■ **Directive**: Rewrite the listing below, replacing "pixel coordinates" with "image coordinates" everywhere and leaving everything else unchanged. Omit the pictures from your output.

-- Begin Records provided --

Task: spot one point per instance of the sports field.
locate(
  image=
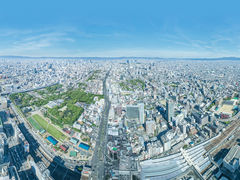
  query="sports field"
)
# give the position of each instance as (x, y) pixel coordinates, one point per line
(49, 128)
(34, 123)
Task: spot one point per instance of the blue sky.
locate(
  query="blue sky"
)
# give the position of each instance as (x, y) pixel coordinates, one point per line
(163, 28)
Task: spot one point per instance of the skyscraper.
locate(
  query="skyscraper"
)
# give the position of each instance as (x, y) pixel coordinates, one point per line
(141, 113)
(170, 110)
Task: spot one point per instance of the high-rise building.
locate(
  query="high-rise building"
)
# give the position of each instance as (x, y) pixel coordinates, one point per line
(3, 103)
(150, 127)
(136, 112)
(170, 110)
(141, 113)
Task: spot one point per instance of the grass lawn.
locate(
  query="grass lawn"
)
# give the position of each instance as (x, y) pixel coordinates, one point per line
(49, 128)
(34, 123)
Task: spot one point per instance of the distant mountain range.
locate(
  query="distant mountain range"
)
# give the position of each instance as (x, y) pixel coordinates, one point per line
(133, 58)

-- End Records provided --

■ **Task output**:
Task: spot one point per instance of the sports field.
locate(
  image=
  query="sports field"
)
# give the position of each instance as (x, y) image coordinates, one point per line
(49, 128)
(34, 123)
Task: spot one point per instance of the blue sky.
locate(
  query="blue sky"
)
# give the position of each instance as (x, y) image coordinates, one point per line
(163, 28)
Task: spot one point per instance of the skyscraper.
locate(
  query="skyscraper"
)
# give the position of each instance as (x, y) image coordinates, one point per line
(141, 113)
(170, 110)
Task: spot one point per instance of the high-rise building.
locate(
  query="high-rise building"
)
# give the position of each instance as (x, y) image coordinates, one point per line
(3, 103)
(150, 127)
(136, 112)
(170, 110)
(141, 113)
Task: spot one point per instance of the grass lawn.
locate(
  query="grass lawn"
)
# give the position of each instance as (x, y) image coordinates, one point per line
(49, 128)
(34, 123)
Task: spot one point per instance of the distant mountain range.
locate(
  query="distant mountain range"
)
# give the position of each instance as (x, y) image coordinates, one point per line
(133, 58)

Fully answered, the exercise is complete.